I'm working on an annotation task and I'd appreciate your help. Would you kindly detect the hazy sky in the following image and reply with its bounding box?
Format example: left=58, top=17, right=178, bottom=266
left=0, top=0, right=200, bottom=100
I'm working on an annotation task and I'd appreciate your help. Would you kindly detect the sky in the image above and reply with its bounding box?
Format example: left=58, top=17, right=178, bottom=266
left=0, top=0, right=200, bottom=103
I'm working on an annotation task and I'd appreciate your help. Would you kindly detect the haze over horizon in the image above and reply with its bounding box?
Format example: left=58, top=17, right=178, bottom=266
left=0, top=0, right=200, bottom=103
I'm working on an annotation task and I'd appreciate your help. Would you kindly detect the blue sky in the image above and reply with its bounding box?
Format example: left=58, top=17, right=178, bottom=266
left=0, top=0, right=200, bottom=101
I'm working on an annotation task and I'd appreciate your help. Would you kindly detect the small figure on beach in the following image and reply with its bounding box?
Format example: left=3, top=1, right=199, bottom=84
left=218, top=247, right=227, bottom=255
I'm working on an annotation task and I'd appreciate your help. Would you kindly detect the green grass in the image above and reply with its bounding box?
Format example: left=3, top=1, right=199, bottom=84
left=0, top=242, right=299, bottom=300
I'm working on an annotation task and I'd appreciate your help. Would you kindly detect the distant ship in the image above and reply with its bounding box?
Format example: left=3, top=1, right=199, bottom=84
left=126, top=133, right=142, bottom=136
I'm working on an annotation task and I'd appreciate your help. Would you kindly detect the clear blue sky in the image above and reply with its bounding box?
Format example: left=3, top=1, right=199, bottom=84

※ ※ ※

Copy every line of the records above word for word, without changing anything.

I'm working on an annotation task and I'd appreciate your help. Would you kindly detect the hazy sky in the following image and reply with its bounding box?
Format example: left=58, top=17, right=178, bottom=266
left=0, top=0, right=200, bottom=100
I'm working on an annotation task and I'd appreciate your help. Would you kindly detect the sky in the image above and reply with its bounding box?
Format example: left=58, top=17, right=178, bottom=266
left=0, top=0, right=200, bottom=103
I'm working on an annotation task and I'd appreciate your help. Would you kindly detect the haze over horizon in the image above and reply with its bounding box?
Format example: left=58, top=17, right=178, bottom=266
left=0, top=0, right=200, bottom=103
I'm working on an annotation task and I'd appreciate your help. Would you kindly detect the blue sky in the image above and reply with its bounding box?
Format example: left=58, top=17, right=178, bottom=266
left=0, top=0, right=200, bottom=101
I'm working on an annotation task and I'd appreciate your help. Would you kindly detect the small figure on beach in the following image and reply with its bounding box?
Format example: left=3, top=1, right=199, bottom=84
left=218, top=247, right=227, bottom=255
I'm working on an annotation task and I'd appreciate your help. Would you kindly detect the green grass in the image above and reply with its bounding box?
Format example: left=3, top=1, right=199, bottom=84
left=0, top=242, right=299, bottom=300
I'm working on an annotation task and I'd appreciate your help. Would you kindly detect the distant ship in the image above and reply with its bounding box?
Format example: left=3, top=1, right=199, bottom=84
left=126, top=133, right=142, bottom=136
I'm working on an annotation task and I'd appreciate your help. Would you kindly detect the clear blue sky in the image above and reply with its bounding box?
Format example: left=3, top=1, right=199, bottom=84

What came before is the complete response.